• _EXERCISE GOAL_:
The data must be written out once more, precisely as given.

(Stored data)
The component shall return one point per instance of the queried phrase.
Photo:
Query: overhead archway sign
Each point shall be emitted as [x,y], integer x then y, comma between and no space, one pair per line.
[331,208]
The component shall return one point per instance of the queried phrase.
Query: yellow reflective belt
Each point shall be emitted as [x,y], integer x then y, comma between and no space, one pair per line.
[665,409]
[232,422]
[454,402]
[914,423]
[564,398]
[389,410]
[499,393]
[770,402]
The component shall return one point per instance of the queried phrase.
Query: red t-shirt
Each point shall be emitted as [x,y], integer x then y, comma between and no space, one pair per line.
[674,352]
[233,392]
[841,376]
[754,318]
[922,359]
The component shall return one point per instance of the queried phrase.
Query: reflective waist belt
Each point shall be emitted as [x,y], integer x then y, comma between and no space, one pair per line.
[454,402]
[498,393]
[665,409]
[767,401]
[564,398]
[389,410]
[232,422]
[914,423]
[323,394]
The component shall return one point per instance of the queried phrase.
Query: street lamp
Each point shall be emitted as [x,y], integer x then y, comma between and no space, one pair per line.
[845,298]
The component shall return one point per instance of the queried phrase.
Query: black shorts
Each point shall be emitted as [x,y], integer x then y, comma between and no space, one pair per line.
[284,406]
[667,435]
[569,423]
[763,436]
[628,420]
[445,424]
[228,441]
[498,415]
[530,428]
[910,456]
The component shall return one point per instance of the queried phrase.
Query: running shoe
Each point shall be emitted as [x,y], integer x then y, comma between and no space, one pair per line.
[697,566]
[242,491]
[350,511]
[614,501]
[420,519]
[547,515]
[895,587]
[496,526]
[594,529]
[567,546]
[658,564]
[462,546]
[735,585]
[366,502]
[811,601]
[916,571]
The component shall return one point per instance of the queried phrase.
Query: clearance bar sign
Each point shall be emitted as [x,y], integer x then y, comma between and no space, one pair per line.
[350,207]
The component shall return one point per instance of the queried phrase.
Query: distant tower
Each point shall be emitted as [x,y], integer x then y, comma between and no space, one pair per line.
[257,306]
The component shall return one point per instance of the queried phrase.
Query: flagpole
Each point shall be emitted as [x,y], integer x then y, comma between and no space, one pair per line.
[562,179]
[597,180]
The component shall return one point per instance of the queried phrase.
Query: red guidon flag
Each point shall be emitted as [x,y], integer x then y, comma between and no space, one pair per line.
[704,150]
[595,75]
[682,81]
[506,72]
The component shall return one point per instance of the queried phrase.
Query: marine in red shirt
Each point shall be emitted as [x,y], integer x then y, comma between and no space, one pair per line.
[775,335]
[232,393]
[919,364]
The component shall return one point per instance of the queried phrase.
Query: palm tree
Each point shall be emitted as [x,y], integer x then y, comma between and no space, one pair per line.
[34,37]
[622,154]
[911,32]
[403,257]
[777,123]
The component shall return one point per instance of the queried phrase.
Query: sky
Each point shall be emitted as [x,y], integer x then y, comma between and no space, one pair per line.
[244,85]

• _WRITTEN ANSWER_:
The component shall return one point per instance of the queried phrase.
Photo:
Query: overhead archway sign
Each point shall be emitted as [x,y], integer x then y, comma between and no space, one pair per line.
[331,208]
The component shall return one point per instance of the queried phrase.
Query: yellow reflective belt
Each point shall be emitted as [x,y], integer x then y, comma between and no space, one pair per line.
[665,409]
[232,422]
[454,402]
[914,423]
[564,398]
[389,410]
[499,393]
[770,402]
The component shall return one point per instance of the queried phrase.
Query: red t-shirt
Each point shall be emitted as [x,y], integer x then y, comma between and no space, one pair per line.
[674,352]
[233,392]
[841,376]
[754,318]
[922,359]
The component shall return one point per instance of the queried phrase.
Query: reflective waist belt
Each point shall be emitted as [x,y], integer x then y, comma between and no space, one pair per line.
[454,402]
[498,393]
[665,409]
[767,401]
[564,398]
[389,410]
[232,422]
[914,423]
[323,394]
The component shall return one point per instance of the queried phrase.
Query: street lamp
Each point shall be emitted as [x,y], integer x then y, comma between and no space, one pair per line.
[845,298]
The component shall return one point per instance of the queried phrase.
Query: black shorts
Each point shall be emitted as [x,y], integer x then y, comma between and no space, one pair per line.
[284,406]
[667,435]
[569,423]
[763,436]
[628,420]
[445,424]
[228,441]
[498,415]
[530,428]
[910,456]
The component shall return one point per instance of the queried phrase.
Query: running shoe
Each point shall be emitted as [x,y], integer x then y, comma between and no space, one pair per line.
[697,566]
[242,491]
[350,511]
[614,501]
[420,519]
[547,515]
[895,587]
[496,526]
[594,529]
[567,546]
[658,564]
[462,546]
[735,585]
[366,502]
[811,601]
[916,571]
The component shall return one point per instance of the queried phrase.
Query: clearance bar sign
Each point shall be emitted as [x,y], integer x then y, comma between and no space, one pair per line.
[350,207]
The component shall return one point per instance of the queried phrase.
Query: distant tower
Each point shall be emitted as [x,y], integer x then y, comma between and no space, one pair per line.
[257,306]
The component shall return one point per instance of the queried phrase.
Query: flagpole
Each point shall be emitted as [x,y], integer x then y, comma between and no space, one pair per line.
[562,179]
[597,180]
The component shall return one point per instance of the queried phrase.
Query: red guidon flag
Each point shall be emitted as [x,y], integer x then y, comma between and no space, one pair per line.
[704,150]
[595,75]
[682,81]
[506,72]
The component shall return one point per instance of the queried phrase.
Query: marine in red shirt
Each point shall be emitted as [x,y], integer x then y, comma between and no space, one pair per line.
[775,335]
[232,393]
[919,364]
The component shall return one point per instance of the queried phrase.
Query: palm tree
Each point shall be emitted as [x,y], integer x then y, comma between and no space, one pair per line.
[34,37]
[622,154]
[911,32]
[403,257]
[777,123]
The component shall return one point per instance of the queried phrase.
Query: sky
Each point shall be emitted as [x,y], integer x then y, comma between and no space, one pair per line.
[244,85]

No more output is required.